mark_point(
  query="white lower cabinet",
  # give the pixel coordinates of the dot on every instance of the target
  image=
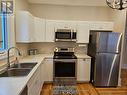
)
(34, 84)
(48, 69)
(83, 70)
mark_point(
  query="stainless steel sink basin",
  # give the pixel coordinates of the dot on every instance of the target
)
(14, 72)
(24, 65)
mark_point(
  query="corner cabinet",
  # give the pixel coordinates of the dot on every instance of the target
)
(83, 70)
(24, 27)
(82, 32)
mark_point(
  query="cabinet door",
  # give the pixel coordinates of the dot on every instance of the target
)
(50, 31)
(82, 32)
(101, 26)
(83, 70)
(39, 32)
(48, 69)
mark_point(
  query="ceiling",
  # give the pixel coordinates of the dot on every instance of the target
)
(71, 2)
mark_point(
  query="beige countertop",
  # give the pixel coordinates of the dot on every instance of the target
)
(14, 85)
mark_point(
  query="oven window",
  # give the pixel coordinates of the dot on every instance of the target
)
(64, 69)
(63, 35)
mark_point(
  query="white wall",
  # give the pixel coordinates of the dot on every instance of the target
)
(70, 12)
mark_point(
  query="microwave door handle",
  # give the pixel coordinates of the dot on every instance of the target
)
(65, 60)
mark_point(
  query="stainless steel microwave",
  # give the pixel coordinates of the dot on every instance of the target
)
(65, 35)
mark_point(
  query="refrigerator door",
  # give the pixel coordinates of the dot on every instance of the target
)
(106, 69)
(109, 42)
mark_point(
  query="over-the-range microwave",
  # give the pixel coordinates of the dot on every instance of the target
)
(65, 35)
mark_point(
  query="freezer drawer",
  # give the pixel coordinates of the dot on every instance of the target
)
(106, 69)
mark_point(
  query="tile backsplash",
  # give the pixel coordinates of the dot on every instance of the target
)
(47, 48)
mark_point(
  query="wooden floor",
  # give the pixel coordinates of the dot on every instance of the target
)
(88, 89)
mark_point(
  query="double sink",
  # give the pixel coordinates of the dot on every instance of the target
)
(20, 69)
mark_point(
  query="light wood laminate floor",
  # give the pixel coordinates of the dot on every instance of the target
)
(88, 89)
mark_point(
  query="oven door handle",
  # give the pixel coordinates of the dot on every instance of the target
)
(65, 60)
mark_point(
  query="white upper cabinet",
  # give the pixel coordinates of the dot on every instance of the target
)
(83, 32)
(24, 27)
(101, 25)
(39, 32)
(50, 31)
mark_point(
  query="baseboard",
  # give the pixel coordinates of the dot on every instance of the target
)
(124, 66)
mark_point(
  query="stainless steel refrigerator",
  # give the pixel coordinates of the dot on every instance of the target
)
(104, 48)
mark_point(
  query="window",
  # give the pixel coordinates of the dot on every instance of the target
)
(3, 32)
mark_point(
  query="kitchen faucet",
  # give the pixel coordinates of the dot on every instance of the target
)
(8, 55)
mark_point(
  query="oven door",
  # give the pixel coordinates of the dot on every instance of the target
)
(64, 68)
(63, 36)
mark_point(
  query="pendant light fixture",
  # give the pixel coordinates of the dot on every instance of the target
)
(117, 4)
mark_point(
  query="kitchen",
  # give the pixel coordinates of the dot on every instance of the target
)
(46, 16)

--*--

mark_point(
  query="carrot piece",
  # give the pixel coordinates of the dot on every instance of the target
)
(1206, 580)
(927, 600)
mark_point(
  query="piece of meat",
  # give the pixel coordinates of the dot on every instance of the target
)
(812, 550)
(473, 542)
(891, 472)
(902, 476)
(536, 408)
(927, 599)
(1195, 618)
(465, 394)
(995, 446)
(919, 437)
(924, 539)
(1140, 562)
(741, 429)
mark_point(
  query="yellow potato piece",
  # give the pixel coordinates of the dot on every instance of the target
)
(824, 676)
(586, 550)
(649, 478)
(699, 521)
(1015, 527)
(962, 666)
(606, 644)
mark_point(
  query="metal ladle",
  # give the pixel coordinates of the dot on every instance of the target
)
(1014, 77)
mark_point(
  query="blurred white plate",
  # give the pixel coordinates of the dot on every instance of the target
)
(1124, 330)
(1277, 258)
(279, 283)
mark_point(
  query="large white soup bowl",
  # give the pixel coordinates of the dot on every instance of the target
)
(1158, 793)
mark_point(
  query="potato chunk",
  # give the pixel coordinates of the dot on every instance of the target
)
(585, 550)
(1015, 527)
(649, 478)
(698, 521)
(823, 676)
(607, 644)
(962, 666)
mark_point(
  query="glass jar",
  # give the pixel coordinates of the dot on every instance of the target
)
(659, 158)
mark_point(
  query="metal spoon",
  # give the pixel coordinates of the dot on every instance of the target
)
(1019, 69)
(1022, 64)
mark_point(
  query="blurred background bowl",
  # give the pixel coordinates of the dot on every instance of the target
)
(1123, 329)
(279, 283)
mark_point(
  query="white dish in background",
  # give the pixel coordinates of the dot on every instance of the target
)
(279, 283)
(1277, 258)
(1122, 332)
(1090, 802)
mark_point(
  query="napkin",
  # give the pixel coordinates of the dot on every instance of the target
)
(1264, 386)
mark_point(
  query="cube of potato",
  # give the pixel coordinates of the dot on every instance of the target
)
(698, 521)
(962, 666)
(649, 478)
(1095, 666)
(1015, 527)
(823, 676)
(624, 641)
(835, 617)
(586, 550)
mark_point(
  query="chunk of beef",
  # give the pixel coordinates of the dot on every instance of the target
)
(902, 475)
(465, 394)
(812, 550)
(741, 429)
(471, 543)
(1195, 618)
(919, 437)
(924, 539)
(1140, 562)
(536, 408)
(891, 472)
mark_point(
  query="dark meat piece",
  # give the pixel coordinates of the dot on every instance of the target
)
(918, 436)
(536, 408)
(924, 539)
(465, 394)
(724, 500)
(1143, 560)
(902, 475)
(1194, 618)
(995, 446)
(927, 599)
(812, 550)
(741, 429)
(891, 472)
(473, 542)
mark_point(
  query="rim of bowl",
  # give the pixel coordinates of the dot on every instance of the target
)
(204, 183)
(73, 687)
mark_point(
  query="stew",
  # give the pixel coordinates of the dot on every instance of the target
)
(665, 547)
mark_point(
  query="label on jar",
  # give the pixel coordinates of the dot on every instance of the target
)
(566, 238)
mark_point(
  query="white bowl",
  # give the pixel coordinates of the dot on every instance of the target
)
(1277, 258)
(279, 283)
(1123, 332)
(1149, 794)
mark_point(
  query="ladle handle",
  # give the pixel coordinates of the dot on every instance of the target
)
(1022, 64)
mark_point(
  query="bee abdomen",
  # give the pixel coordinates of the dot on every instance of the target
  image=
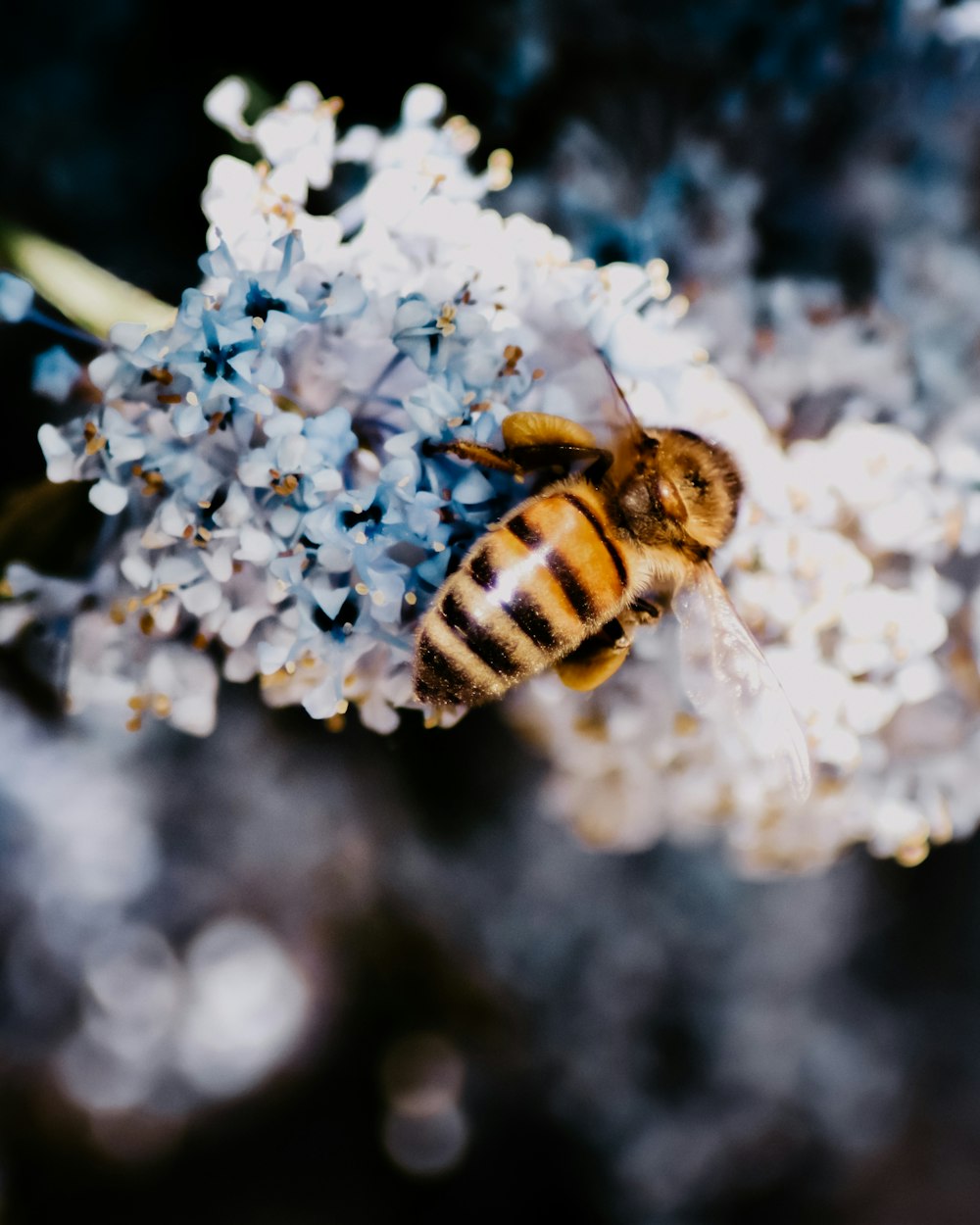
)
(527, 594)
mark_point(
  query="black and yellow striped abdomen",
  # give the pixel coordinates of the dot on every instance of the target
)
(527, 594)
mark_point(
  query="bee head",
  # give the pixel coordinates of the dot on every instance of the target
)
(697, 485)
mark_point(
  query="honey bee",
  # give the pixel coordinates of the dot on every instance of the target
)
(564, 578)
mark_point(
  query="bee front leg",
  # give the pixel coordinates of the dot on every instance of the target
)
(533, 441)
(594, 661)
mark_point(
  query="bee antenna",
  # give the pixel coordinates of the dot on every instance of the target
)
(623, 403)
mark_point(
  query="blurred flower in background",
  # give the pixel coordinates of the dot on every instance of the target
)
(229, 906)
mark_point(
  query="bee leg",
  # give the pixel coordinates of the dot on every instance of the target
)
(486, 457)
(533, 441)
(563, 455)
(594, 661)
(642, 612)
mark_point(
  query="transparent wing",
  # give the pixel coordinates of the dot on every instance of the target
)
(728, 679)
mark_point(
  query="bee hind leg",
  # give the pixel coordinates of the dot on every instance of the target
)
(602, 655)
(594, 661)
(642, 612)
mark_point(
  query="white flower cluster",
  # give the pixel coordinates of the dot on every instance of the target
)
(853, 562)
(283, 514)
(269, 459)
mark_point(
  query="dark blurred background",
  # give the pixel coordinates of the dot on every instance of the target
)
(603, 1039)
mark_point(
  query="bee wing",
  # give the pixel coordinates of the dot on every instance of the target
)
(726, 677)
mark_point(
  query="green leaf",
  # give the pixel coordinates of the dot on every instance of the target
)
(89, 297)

--*--

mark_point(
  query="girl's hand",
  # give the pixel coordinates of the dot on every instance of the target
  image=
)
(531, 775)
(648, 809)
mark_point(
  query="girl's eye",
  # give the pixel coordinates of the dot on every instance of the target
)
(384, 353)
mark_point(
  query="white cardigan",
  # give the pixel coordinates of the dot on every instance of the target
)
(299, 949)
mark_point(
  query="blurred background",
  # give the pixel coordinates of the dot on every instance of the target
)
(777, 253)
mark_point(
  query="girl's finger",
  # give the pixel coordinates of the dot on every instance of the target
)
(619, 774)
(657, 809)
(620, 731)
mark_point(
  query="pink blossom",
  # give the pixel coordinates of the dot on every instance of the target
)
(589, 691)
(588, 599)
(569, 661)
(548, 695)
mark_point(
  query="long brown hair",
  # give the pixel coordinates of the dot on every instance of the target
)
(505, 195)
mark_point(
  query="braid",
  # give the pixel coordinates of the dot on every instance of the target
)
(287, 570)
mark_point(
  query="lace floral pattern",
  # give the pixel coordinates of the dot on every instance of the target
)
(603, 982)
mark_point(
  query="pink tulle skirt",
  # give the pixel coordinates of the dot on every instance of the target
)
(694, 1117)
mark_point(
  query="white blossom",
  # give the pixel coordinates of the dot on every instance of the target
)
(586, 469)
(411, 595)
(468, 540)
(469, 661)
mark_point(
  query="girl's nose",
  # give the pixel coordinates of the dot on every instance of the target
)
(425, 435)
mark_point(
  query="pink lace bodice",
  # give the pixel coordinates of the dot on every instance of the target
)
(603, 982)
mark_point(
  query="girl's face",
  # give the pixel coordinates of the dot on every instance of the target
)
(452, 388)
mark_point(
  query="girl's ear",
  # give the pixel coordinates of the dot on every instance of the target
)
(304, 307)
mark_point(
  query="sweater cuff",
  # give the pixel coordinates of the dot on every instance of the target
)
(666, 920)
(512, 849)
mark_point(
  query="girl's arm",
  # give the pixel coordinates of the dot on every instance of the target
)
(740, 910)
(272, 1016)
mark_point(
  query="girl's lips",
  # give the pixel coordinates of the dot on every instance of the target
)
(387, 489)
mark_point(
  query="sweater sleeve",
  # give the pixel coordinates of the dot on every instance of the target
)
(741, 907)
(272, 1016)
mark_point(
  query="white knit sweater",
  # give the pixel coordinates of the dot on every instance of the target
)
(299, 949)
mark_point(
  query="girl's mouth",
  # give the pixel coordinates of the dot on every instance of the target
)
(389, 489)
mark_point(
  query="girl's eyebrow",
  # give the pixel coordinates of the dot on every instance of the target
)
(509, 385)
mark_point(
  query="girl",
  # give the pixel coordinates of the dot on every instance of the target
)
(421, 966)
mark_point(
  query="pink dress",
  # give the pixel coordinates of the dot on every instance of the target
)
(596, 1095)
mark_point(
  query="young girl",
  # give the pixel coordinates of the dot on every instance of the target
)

--*--

Written exercise>
Count the lines in the data above that contain the word "yellow", treating uppercase and lowercase letters as different. Give only the number.

Finished answer>
2